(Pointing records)
******

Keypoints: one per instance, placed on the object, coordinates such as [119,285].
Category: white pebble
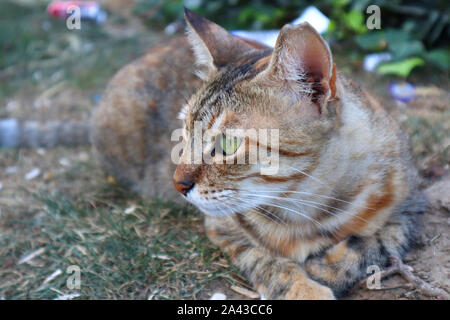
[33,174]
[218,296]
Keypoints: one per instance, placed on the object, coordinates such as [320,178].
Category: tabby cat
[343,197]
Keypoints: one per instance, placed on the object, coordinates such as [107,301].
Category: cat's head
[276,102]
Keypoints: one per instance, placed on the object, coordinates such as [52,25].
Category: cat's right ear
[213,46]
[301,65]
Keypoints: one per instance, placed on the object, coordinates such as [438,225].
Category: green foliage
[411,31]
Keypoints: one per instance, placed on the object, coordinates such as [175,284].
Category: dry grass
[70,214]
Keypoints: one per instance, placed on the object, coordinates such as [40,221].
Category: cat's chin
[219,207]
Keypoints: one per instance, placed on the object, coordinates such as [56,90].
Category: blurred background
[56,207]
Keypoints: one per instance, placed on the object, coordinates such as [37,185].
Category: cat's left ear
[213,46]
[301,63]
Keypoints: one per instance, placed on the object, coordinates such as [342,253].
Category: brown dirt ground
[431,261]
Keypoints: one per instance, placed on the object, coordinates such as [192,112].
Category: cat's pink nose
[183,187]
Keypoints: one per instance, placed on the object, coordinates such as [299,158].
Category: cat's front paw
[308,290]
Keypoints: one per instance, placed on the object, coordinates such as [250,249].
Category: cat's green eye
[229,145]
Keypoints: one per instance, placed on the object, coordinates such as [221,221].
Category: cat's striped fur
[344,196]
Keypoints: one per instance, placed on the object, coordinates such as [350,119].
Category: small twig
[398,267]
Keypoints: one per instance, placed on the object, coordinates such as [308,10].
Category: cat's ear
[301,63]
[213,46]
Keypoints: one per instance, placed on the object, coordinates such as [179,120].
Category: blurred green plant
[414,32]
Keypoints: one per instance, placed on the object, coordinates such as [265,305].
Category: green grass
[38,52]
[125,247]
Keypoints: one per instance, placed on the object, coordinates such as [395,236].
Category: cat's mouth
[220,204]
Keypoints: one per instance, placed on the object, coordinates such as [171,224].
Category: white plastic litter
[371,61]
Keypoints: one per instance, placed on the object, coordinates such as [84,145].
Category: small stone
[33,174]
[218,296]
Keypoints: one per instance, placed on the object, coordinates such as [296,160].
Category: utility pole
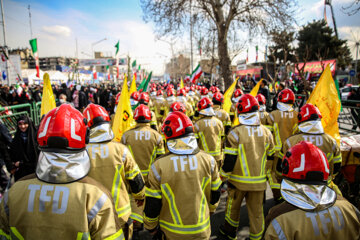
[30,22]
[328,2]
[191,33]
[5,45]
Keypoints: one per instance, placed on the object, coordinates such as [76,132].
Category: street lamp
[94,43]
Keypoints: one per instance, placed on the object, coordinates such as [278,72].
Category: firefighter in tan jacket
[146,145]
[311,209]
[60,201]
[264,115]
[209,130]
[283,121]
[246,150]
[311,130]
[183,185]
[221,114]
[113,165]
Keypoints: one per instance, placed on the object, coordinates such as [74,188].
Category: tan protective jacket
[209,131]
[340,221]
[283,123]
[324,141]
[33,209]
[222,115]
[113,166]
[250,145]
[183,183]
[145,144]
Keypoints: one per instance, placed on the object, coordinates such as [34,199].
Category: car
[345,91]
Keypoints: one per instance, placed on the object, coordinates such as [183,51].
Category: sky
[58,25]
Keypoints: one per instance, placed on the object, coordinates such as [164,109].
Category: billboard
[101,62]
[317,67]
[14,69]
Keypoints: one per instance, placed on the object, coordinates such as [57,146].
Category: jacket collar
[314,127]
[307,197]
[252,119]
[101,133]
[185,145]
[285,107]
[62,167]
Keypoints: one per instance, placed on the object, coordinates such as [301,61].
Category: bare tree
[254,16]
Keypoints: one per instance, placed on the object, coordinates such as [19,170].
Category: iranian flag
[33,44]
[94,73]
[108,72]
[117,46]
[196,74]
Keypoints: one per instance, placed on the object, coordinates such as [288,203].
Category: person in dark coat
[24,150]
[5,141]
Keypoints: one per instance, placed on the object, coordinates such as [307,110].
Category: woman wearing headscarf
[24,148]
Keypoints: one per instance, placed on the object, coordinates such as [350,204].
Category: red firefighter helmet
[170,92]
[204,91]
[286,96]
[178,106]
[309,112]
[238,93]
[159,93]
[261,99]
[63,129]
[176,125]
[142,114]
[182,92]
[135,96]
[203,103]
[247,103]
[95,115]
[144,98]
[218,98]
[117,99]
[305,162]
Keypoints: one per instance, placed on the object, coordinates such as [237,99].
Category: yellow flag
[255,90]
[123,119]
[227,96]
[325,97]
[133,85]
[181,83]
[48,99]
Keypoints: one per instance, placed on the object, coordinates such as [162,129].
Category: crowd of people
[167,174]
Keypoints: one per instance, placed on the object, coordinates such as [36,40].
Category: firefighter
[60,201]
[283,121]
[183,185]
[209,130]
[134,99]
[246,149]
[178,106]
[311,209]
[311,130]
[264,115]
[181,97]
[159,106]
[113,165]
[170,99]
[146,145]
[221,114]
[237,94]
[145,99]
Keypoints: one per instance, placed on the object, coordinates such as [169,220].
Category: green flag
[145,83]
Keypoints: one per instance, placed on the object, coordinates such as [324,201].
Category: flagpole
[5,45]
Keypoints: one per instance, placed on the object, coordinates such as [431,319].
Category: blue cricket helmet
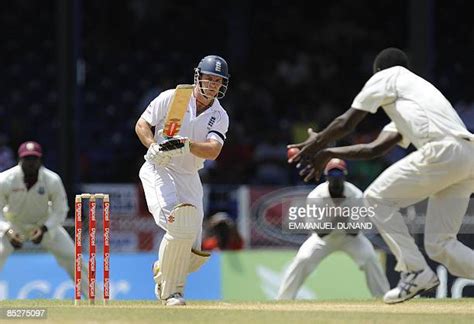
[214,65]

******

* Set problem *
Quote the material word for word, dropping any images it holds.

* Answer in full *
Keypoints: one per instance, placed on the object, coordinates such as [119,285].
Category: white pebble
[33,174]
[218,296]
Keypoints: one per instance, placed on the object, coordinates such as [320,178].
Category: tabby cat
[343,197]
Keypoints: one per instance, placed on the object, coordinates such as [107,301].
Category: cat's head
[276,102]
Keypoints: one per instance, placed on the object, coordinates such as [52,25].
Category: cat's right ear
[213,46]
[301,65]
Keypoints: one per instance, placed on the object, coordinates such as [438,225].
Category: green foliage
[411,31]
Keypoints: one per instance, placed on the object, coordinates such as [175,284].
Category: dry grass
[70,214]
Keypoints: one per instance, placed on the object, coordinates such as [40,221].
Category: cat's chin
[219,207]
Keypoints: one per instance, placed on the object, coordinates such as [56,90].
Category: blurred background
[56,207]
Keypoints: one per instance, placed on the object, coordinates such as [37,185].
Category: cat's left ear
[213,46]
[301,63]
Keypoints: one per instance, placed on the object, coordinates such as [342,253].
Category: brown dirt ground
[431,261]
Keypoints: one per instance, placed on the object, coordinates such as [192,112].
Category: cat's pink nose
[183,187]
Keypoints: one per instance, placed on the object, coordinates such as [299,158].
Category: cat's front paw
[308,290]
Keypoints: one per instance, placed on the object, coordinates such as [250,249].
Category: cat's green eye
[229,145]
Keypoints: one per instance, placed on the object, coordinates such as [221,221].
Category: cat's striped fur
[344,196]
Keypoints: one per instance, placed on the object, coordinates such as [350,119].
Category: small twig
[398,267]
Keypoints: one per instance, placed on the object, coordinates such as [308,10].
Category: cat's ear
[301,63]
[213,46]
Keypoints: one per instance, placed on the object, coordinates such as [179,120].
Category: blurred green plant
[414,32]
Keypoints: one per instance, placed on the object, coordinates such as [265,305].
Category: green grass
[38,52]
[125,247]
Keypoints: one per instance, placed on the object, coordinates such as [395,236].
Category: cat's mouth
[220,204]
Keypoints: one per instance, placed on the object, coordinates such as [171,224].
Category: white plastic litter
[371,61]
Keypoints: one per instance, placed on the object, coordinates such as [84,145].
Category: small stone
[33,174]
[218,296]
Keypoints: one per instance, placed on the object, coordinates such as [296,160].
Category: utility pole
[30,22]
[328,2]
[191,33]
[5,45]
Keypoints: one per instance, placed on the object, coordinates such as [76,132].
Category: street lamp
[94,43]
Keypoints: one per instance, placed on the object, coordinates such as [278,72].
Category: firefighter in tan jacket
[146,145]
[311,209]
[60,201]
[264,115]
[209,130]
[283,121]
[246,150]
[311,130]
[183,185]
[221,114]
[113,165]
Keypoints: one per instance, placed on the object, coordinates such as [74,188].
Category: tan protective jacket
[209,131]
[340,221]
[283,123]
[324,141]
[33,209]
[222,115]
[113,166]
[250,145]
[183,183]
[145,144]
Keypoints: one per instance, placed on the object, coordinates such as [34,199].
Category: car
[345,91]
Keypoints: one per instance, placed on the object, coordinates such as [183,51].
Category: sky
[58,25]
Keypoints: one per instance, placed on the object, coordinates such as [164,109].
Category: billboard
[101,62]
[317,67]
[14,69]
Keypoints: one per instance, placed on the object, coordinates such as [57,146].
Category: jacket collar
[314,127]
[307,197]
[252,119]
[101,133]
[185,145]
[285,107]
[62,167]
Keypoints: one per instance, placed on the object, coordinates such as [301,61].
Category: bare tree
[254,16]
Keypoints: one per instance, placed on the object, coordinates such as [19,170].
Category: iranian flag
[33,44]
[94,73]
[108,72]
[117,46]
[196,74]
Keypoints: one per instance, placed on the object, coordinates such as [288,203].
Category: person in dark coat
[24,150]
[5,141]
Keypoints: one per instance, placed on the object, coordinates such as [307,110].
Category: woman wearing headscarf
[24,148]
Keypoints: one per instance, placed on the object, coordinates such as [350,204].
Category: red firefighter helmet
[170,92]
[204,91]
[286,96]
[178,106]
[309,112]
[238,93]
[159,93]
[261,99]
[63,129]
[176,125]
[142,114]
[182,92]
[135,96]
[203,103]
[247,103]
[95,115]
[144,98]
[218,98]
[117,99]
[305,162]
Keypoints: one per instance, placed on the object, coordinates such as [237,99].
Category: yellow flag
[255,90]
[123,119]
[227,96]
[325,97]
[133,85]
[181,83]
[48,99]
Keypoints: one per instance, placed on the object, coordinates such as [162,129].
Category: crowd of people
[167,174]
Keypoints: one per instance, placed on the object, coordinates such as [36,40].
Category: firefighter
[60,201]
[283,121]
[183,185]
[209,130]
[134,99]
[246,149]
[178,106]
[311,209]
[311,130]
[264,115]
[181,97]
[159,106]
[113,165]
[170,99]
[146,145]
[221,114]
[237,94]
[145,99]
Keypoints: one per instance, placed on the object, coordinates such as [169,220].
Category: green flag
[145,83]
Keypoints: one per instance, placed on the object, coordinates such as [324,201].
Category: flagpole
[5,45]
Keypoints: one per instance, placed on the object, coordinates such as [431,319].
Category: blue cricket helmet
[214,65]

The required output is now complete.